Directions — Find the line with "Each instance of the bird's neck" in the listing below. Write it out exactly, along with every later line up to the final one.

--- Data for this task Enclosed Below ---

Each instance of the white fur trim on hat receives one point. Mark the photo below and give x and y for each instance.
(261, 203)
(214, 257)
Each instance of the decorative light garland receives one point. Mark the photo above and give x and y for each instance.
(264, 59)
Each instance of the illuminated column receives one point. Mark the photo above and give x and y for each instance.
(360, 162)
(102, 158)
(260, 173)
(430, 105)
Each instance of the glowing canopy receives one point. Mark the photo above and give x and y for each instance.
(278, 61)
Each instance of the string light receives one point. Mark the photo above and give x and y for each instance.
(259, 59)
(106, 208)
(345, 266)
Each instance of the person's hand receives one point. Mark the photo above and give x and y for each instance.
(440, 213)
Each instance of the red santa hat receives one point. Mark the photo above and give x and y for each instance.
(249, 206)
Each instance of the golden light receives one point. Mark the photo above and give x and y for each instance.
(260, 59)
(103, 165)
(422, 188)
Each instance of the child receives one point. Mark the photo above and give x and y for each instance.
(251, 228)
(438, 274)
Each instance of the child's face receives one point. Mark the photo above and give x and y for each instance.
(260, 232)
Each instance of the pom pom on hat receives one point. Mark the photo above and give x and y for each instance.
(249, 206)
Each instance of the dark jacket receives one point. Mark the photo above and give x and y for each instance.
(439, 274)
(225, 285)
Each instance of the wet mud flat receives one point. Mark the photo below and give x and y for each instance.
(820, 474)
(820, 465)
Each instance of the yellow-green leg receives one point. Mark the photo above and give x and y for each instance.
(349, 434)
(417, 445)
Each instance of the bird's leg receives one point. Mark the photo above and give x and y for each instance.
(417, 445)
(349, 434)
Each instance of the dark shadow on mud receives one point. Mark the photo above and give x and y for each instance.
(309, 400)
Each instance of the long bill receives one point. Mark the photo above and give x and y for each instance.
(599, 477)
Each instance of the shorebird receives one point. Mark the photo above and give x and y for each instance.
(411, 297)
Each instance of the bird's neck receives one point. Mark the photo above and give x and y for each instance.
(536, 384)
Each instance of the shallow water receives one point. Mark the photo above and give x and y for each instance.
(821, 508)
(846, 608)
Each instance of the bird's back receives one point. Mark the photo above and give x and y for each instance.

--- End of Enclosed Data for this task ---

Exercise output —
Each instance of the bird's neck receives one point. Mark the photo above and give x and y for each instance.
(536, 384)
Each instance of the shallow water receives one point. Mark the photo above and give x and y for each instance.
(821, 508)
(846, 608)
Each instance of the bird's back receives one point. Mark the photo above and give x and y for each instance.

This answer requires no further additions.